*** MATERIALS PROVIDED ***
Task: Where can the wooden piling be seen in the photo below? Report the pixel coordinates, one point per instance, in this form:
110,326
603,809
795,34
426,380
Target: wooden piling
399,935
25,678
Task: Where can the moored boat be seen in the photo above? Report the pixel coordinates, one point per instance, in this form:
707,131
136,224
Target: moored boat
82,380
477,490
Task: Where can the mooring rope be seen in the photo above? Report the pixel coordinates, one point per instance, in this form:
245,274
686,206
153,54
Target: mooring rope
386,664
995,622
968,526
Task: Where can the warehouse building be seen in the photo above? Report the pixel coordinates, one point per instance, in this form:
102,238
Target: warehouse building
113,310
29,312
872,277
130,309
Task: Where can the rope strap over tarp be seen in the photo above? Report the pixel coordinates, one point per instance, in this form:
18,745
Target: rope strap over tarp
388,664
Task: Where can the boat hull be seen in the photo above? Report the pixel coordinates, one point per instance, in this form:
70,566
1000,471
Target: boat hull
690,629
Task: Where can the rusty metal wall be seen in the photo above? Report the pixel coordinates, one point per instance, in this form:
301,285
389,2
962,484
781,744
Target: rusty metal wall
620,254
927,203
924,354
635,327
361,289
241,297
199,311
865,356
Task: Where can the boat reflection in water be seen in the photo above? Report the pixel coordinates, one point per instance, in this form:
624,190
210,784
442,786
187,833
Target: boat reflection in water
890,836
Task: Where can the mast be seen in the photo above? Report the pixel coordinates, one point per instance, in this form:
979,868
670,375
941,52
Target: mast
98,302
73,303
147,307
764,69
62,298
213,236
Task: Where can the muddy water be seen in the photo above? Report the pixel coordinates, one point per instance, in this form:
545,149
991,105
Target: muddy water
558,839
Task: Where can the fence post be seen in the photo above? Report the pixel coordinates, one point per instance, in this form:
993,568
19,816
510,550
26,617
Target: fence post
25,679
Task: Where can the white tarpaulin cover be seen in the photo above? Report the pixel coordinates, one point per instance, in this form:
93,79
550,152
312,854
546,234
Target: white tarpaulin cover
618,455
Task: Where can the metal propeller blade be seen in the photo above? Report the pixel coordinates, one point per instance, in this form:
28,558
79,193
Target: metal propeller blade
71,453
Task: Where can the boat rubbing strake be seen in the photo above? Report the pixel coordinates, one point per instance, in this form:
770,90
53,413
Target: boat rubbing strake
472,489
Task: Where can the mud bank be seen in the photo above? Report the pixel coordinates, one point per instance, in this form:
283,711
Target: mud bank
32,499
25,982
***
**DIRECTIVE:**
Recopy the entries above exactly, with every line included.

**OUTPUT FOR THIS TASK:**
Task: Where can the wooden piling be seen in the photo below? Report the pixel coordinates, one point per instance, in this form:
110,326
603,809
795,34
426,380
Target: wooden piling
399,935
25,678
Task: Where can the moored boat be seen in the photo above? Report the pixel coordinates, one point per instance, in this form:
707,131
136,224
Target: moored boat
82,380
477,490
Task: Where can the mooring rope be seen in the photo above? Report the pixel coordinates, one point per instance, in this form:
245,274
686,206
153,54
Target: mooring rope
386,664
995,622
968,526
Task: Where can the warehouse building be seen in the photo above? Report the pixel coordinates, one point per instance, in this form:
102,238
Target: warehouse building
113,310
29,312
872,277
130,309
Task: Where can the rope strap over tarp be seen in the photo above? Report the pixel coordinates, one point per instance, in this form:
18,745
Target: rope strap over tarp
388,664
Task: Where can the boat hull be seen in the photo above? Report the pixel coordinates, one point per instance, in this form:
70,566
1000,471
Target: boat hull
690,629
Task: Where can the rusty metal wall be seen in the photo above? Report the pixel coordinates, one point per instance, in this form:
301,285
389,2
962,484
781,744
Target: rusty metal wall
620,254
927,203
924,354
635,327
361,289
241,297
199,311
865,356
Task: Where can the boat reflection in water be seen in the photo above? Report the pixel coordinates, one point per instance, in this form:
624,190
210,784
442,786
187,833
Target: boat reflection in water
890,836
Task: Where can the mast be seen in the photo above? Report the pixel coordinates, one point per instance, in this form:
979,868
670,375
941,52
Target: mast
98,302
73,303
147,307
764,69
62,298
213,236
Task: Where can the muddy water be seen in the photo above? Report the pixel coordinates, one point per instance, in this form:
545,149
991,105
Target: muddy water
558,839
Task: Where can the fence post be seen in the photo above? Report the pixel coordinates, one point per instance, in this form:
993,568
19,816
510,550
26,617
Target: fence post
25,679
Task: Where can the white tarpaulin cover be seen in the photo above? Report the pixel coordinates, one point per instance, in this form:
93,79
550,152
312,854
546,234
Target: white tarpaulin cover
618,455
Task: Where can the metal propeller blade be seen in the photo above? Report the pixel coordinates, one point per instance, in this form:
28,558
79,193
Target: metal propeller blade
71,453
Task: Where can the boat rubbing strake be seen in the photo above? Report the pixel coordinates, one point per instance, in this form:
770,90
53,413
Target: boat rubbing strake
472,489
Task: Where can the mud bank be seen in the photo above? Report the pixel coordinates, one point per instance, in this form:
283,711
Target: mud bank
32,499
25,982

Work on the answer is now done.